#### Short task a:
List the names of all the fish that goldyboy gives nicknames for in the betta nicknames thread.
start Extract to read
# Betta Nicknames :P



## goldyboy (Dec 6, 2009)

What are your nicknames for your little lovelies?

Mine are as follows:

Murdoch: Murdochian Marockian

Carmine: Carmeeeno (In my best Italian accent.)

Fiest: Fiesty Girl, Luvly Bubble

Lark: Larko the Darko, Larky McDark

Sparrow: Pretty Puppy

Renquist: Ren Dawg

Splendyn: Splenny Luv

Farnham: Farny Farnz, Farnworth


----------



## nochoramet (Oct 2, 2009)

Haha those are great!
Hmm I call Purple Haze Hazey boy or baby from time to time. Purple Haze just doesn't flows as a name. And Chance, about the same. Chancey Boy or fatty or fatboy


----------



## Romad (Jun 28, 2009)

I call them my Puppy Dogs or Piggies when I'm at the front of the tanks (my bf thinks I've lost my mind).


----------



## dramaqueen (Jul 7, 2008)
end Extract to read
start Given data
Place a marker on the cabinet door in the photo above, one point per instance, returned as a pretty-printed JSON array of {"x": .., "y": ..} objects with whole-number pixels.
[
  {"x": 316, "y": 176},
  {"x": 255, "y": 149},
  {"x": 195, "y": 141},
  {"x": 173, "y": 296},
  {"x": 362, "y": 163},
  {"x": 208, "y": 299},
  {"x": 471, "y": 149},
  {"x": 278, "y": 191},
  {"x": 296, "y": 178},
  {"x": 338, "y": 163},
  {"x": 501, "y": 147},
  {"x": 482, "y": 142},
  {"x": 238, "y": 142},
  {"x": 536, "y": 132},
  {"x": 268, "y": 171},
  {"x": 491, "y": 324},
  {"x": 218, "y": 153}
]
end Given data
#### Short task b:
Please lay out every line of the rows above as a numbered list, leaving out any blank lines.

#### Complete response a:
Murdoch, Carmine, Fiest, Lark, Sparrow, Renquist, Splendyn, Farnham

#### Complete response b:
1. Place a marker on the cabinet door in the photo above, one point per instance, returned as a pretty-printed JSON array of {"x": .., "y": ..} objects with whole-number pixels.
2. [
3.   {"x": 316, "y": 176},
4.   {"x": 255, "y": 149},
5.   {"x": 195, "y": 141},
6.   {"x": 173, "y": 296},
7.   {"x": 362, "y": 163},
8.   {"x": 208, "y": 299},
9.   {"x": 471, "y": 149},
10.   {"x": 278, "y": 191},
11.   {"x": 296, "y": 178},
12.   {"x": 338, "y": 163},
13.   {"x": 501, "y": 147},
14.   {"x": 482, "y": 142},
15.   {"x": 238, "y": 142},
16.   {"x": 536, "y": 132},
17.   {"x": 268, "y": 171},
18.   {"x": 491, "y": 324},
19.   {"x": 218, "y": 153}
20. ]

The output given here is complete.